EXERCISE SET:
[1] Answer these questions from the adsorption kinetics text:
(a) How many distinct steps does the kinetics of ion exchange involve, according to Ho and Mckay (1999)?
(b) Over what time span does the initial steep-sloped portion run?
(c) On which resin were the adsorption constants in Table 7 determined?
[2] Transcribe a section of the adsorption kinetics text, beginning at the words "For a solid–liquid" and ending after the words "the gradual adsorption.".
[3] Translate this sentence from the adsorption kinetics text into Spanish: "The rate is directly proportional to the number of active surface sites."

EXCERPTED TEXT:
Ho and McKay (1999) reported that pseudo second-order reaction is greatly influenced by the amount of metal on the adsorbent’s surface and amount of metal adsorbed at equilibrium. The rate is directly proportional to the number of active surface sites. Thus, chemisorptions of the heterogeneous system might not be correctly defined by the kinetic equation. Although very good linearity is found for these models, calculated results do not agree with the experimental data. Parameters k 1, k 2 and q e vary with the amount of resin used and the initial concentration. Theoretically, these kinetic parameters should be independent of the reactant concentrations such as resin weight and initial heavy metal concentrations.

In this aspect, even though the models displayed the advantages of their easiness for use, the disadvantages are that the predicted results do not satisfactorily agree with the experimental data and they usually depend on the operating conditions (Pehlivan and Altun 2007). Ho and Mckay (1999) clarified that the kinetics of the ion exchange involve five distinct steps, namely diffusion of ions through the bulk solution, diffusion of ion through hydrated film surrounding the particle, diffusion of ion across the film–particle interface, diffusion of ion through the particle and the actual chemical reaction involving exchange of ions. These processes were affected by a number of parameters and may not be exactly represented by any model.

Intraparticle diffusion model

For a solid–liquid sorption process, the solute transfer is usually characterized by external mass transfer (boundary layer diffusion), or intraparticle diffusion or both (Sarkar et al. 2003). The plot of q t versus t 0.5 as shown in Fig. 3 represents different stages of adsorption. The list of adsorption constants on Indion MB 6 SR resin for different adsorbates using intraparticle diffusion model is shown in Table 7. An initial steep-sloped portion is followed by a linear portion to the intraparticle diffusion and a plateau to the equilibrium. In this context, initial steep-sloped portion (from 0 to 60 min) is attributed to the external surface adsorption or instantaneous adsorption, while gentle-sloped portion (from 60 to 240 min) is associated with the gradual adsorption.

DATASET ENTRIES:
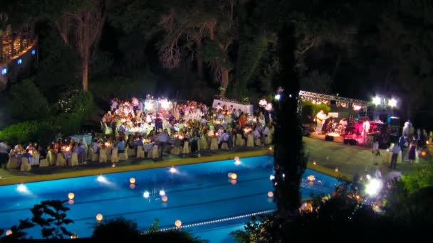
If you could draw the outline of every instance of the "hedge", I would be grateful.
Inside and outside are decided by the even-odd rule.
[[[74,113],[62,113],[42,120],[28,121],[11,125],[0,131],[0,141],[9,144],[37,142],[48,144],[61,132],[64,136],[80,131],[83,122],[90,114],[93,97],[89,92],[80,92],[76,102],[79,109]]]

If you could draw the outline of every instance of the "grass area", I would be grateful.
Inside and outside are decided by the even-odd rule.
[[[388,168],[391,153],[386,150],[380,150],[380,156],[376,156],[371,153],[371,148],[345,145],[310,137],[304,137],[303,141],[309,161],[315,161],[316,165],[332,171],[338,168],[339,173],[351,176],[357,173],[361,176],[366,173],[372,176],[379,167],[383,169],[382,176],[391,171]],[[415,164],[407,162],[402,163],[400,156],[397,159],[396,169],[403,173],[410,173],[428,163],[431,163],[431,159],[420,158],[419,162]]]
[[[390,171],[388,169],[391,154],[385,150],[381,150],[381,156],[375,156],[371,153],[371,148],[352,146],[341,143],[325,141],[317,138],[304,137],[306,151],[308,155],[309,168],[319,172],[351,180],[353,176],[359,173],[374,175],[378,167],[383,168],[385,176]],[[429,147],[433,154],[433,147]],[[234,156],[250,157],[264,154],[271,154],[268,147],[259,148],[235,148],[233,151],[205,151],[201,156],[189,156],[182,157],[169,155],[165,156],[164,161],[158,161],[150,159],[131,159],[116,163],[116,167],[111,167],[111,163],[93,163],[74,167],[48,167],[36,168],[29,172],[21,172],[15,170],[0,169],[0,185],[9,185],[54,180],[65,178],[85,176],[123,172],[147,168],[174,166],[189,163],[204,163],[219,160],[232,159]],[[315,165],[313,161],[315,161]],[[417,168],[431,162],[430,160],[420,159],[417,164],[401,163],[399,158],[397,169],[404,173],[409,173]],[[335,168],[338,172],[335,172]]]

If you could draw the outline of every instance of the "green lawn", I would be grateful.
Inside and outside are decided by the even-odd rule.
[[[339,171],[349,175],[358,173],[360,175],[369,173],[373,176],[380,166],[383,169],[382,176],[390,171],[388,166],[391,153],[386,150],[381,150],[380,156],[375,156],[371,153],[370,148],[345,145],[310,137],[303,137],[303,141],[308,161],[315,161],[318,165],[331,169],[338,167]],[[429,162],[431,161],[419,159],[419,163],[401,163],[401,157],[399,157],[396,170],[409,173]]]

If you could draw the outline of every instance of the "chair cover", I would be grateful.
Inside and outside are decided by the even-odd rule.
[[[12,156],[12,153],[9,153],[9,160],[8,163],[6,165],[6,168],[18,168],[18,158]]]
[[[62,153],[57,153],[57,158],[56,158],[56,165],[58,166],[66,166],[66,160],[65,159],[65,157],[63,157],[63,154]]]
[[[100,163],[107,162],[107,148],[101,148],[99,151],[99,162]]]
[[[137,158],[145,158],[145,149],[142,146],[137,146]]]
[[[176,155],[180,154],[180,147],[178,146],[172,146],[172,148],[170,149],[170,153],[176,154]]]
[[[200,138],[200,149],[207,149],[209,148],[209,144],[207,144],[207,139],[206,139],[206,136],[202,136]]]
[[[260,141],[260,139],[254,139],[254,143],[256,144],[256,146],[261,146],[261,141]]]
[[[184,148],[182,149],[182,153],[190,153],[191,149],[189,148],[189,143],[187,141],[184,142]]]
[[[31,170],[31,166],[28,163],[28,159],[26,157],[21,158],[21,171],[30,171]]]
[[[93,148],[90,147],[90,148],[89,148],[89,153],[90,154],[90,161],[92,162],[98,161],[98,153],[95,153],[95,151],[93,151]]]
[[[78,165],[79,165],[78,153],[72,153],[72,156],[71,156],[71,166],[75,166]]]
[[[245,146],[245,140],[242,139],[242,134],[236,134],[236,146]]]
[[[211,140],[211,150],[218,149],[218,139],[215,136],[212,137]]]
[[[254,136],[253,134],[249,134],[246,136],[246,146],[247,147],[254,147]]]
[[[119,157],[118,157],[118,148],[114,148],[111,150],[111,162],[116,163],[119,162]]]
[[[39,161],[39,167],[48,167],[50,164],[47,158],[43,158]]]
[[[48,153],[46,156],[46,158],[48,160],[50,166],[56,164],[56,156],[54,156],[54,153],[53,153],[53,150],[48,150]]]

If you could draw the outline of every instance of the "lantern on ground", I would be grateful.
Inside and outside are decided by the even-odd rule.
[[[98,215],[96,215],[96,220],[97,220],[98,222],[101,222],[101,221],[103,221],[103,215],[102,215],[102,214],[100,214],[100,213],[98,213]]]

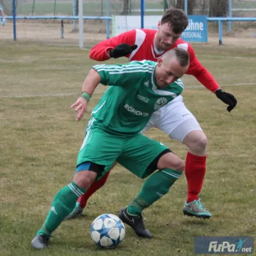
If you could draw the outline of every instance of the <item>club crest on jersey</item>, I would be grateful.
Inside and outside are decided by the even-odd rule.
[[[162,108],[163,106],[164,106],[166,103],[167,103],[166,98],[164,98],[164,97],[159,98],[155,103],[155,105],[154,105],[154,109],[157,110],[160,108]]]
* * *
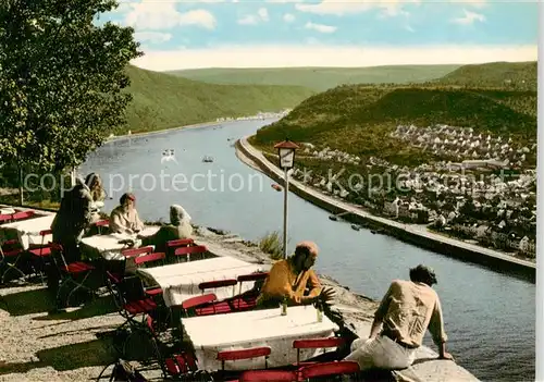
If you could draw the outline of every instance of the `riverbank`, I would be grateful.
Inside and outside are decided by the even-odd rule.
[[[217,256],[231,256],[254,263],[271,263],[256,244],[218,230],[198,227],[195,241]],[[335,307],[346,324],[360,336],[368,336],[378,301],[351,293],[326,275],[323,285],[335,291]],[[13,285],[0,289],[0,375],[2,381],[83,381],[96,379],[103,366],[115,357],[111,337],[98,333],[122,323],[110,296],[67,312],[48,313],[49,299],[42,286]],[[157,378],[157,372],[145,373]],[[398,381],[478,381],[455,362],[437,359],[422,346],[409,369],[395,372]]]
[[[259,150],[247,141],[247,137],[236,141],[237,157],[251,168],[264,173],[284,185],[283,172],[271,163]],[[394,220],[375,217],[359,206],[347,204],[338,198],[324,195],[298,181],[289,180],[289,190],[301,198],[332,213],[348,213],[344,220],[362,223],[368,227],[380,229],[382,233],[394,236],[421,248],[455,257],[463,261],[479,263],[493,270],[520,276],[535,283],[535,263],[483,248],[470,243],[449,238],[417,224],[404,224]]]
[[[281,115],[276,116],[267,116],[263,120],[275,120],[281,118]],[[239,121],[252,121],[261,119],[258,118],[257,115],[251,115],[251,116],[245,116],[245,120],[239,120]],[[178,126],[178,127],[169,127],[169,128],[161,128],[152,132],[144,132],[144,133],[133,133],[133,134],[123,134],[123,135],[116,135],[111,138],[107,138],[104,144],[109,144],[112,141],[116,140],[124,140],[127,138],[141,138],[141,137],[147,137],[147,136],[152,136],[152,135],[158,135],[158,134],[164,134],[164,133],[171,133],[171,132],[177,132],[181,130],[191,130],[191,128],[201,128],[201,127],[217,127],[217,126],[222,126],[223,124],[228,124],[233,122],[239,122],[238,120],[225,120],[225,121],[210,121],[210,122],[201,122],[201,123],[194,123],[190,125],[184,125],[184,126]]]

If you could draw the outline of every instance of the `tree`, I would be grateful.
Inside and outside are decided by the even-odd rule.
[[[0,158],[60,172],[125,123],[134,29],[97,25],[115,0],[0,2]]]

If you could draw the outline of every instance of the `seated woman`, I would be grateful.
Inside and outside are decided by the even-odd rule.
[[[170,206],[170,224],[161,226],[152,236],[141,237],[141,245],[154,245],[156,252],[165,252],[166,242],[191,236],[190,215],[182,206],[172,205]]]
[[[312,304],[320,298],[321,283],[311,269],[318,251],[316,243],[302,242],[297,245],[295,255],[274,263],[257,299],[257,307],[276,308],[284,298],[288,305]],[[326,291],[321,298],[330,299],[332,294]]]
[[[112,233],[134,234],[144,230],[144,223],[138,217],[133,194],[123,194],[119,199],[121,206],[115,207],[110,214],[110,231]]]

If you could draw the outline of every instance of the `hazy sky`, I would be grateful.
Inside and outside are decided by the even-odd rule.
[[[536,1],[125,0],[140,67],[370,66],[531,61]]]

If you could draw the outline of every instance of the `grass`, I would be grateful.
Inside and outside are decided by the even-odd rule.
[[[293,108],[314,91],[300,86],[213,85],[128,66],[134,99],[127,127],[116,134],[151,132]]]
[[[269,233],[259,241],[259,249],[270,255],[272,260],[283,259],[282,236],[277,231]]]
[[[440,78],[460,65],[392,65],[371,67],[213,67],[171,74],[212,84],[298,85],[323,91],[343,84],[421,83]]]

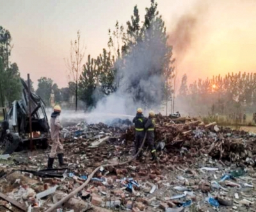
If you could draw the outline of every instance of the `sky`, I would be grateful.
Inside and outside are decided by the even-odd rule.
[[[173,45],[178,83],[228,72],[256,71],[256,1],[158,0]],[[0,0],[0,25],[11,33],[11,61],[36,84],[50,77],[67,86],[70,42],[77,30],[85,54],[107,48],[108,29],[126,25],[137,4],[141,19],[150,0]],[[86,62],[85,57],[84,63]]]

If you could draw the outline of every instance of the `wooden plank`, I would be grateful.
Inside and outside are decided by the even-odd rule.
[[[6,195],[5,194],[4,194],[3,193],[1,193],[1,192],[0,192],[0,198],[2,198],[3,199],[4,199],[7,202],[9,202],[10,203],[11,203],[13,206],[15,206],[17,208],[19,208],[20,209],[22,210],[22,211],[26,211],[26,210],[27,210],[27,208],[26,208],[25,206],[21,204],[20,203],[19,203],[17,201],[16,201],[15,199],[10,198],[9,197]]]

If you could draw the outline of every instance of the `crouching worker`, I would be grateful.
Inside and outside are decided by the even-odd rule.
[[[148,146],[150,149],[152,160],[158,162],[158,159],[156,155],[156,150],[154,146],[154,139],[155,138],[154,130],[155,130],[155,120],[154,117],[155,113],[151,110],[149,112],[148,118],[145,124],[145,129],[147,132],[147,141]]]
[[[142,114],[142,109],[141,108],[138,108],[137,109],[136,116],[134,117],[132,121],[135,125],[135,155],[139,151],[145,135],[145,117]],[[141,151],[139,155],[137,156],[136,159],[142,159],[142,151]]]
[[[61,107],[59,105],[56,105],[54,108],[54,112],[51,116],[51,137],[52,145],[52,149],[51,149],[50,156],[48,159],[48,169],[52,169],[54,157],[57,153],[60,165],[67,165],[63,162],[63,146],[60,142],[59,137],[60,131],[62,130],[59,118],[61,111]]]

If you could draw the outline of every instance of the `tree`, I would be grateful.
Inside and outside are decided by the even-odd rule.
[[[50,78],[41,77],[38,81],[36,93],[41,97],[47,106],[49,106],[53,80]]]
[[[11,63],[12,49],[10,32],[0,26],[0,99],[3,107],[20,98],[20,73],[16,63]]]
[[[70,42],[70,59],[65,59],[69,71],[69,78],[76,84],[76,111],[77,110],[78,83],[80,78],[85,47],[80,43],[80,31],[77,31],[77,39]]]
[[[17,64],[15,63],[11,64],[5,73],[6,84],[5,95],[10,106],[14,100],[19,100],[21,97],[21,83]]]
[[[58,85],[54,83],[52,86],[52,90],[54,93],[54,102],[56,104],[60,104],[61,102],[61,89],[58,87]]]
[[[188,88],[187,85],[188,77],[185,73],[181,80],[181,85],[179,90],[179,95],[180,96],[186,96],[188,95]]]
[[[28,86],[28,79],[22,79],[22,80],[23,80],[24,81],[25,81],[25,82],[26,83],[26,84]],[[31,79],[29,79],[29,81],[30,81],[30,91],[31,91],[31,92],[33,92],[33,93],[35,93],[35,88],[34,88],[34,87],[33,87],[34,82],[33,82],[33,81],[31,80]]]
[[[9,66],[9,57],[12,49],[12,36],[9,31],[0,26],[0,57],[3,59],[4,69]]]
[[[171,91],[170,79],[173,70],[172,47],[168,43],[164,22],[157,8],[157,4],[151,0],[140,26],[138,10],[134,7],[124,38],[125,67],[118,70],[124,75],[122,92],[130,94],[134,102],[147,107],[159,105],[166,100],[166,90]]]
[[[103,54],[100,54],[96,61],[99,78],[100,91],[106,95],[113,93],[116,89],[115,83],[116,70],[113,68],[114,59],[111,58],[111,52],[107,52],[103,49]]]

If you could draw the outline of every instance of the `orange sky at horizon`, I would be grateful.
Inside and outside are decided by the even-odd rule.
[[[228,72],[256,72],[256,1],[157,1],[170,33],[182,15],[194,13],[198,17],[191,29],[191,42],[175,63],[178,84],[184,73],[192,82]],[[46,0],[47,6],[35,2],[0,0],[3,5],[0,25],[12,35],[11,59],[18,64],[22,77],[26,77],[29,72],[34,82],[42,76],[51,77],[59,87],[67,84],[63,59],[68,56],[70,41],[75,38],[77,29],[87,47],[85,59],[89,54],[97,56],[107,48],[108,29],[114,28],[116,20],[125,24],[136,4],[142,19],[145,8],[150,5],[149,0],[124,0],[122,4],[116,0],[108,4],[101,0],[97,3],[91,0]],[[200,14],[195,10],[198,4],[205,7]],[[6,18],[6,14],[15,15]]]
---
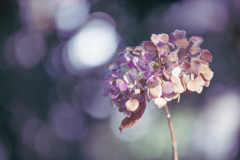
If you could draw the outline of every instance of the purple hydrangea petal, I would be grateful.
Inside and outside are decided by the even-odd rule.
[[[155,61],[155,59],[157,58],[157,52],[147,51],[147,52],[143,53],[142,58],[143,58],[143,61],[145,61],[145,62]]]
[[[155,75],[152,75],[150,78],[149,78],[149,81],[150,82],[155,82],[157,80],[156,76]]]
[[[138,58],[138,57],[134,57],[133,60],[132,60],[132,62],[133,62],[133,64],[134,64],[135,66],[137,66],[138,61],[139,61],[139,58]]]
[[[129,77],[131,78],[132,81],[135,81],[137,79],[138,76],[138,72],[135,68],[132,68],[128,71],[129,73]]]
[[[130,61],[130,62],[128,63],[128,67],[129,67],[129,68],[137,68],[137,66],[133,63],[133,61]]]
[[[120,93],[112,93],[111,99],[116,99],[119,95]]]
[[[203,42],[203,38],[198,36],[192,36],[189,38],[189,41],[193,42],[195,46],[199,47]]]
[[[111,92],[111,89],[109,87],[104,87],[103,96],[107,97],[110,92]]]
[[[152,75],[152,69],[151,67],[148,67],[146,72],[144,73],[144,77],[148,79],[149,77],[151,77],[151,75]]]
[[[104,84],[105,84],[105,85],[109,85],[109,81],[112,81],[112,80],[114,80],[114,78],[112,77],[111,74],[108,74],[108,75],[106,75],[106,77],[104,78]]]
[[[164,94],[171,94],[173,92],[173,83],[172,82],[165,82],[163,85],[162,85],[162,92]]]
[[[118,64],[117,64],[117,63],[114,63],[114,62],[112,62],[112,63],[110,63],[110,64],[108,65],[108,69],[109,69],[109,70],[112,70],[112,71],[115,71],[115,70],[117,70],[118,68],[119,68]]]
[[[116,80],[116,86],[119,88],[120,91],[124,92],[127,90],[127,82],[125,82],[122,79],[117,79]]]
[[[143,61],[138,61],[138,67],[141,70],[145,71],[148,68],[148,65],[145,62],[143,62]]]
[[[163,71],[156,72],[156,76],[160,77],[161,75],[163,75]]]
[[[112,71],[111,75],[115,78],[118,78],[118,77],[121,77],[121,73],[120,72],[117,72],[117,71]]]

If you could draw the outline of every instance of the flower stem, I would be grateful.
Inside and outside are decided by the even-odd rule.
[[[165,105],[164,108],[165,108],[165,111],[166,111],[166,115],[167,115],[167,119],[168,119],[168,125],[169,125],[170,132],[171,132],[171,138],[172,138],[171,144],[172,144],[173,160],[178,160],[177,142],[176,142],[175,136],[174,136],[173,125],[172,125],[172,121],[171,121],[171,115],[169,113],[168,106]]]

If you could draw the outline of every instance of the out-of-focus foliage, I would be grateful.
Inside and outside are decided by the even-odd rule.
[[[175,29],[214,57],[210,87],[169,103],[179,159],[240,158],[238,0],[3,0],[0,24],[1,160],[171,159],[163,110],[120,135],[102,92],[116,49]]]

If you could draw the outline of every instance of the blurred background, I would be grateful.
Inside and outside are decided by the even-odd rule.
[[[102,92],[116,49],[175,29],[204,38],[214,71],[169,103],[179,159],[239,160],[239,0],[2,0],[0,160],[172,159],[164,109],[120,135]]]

RESULTS OF THE TASKS:
[1]
(a) Five
(b) From 0 to 60 min
(c) Indion MB 6 SR

[2]
For a solid–liquid sorption process, the solute transfer is usually characterized by external mass transfer (boundary layer diffusion), or intraparticle diffusion or both (Sarkar et al. 2003). The plot of q t versus t 0.5 as shown in Fig. 3 represents different stages of adsorption. The list of adsorption constants on Indion MB 6 SR resin for different adsorbates using intraparticle diffusion model is shown in Table 7. An initial steep-sloped portion is followed by a linear portion to the intraparticle diffusion and a plateau to the equilibrium. In this context, initial steep-sloped portion (from 0 to 60 min) is attributed to the external surface adsorption or instantaneous adsorption, while gentle-sloped portion (from 60 to 240 min) is associated with the gradual adsorption.

[3] La velocidad es directamente proporcional al número de sitios activos de la superficie.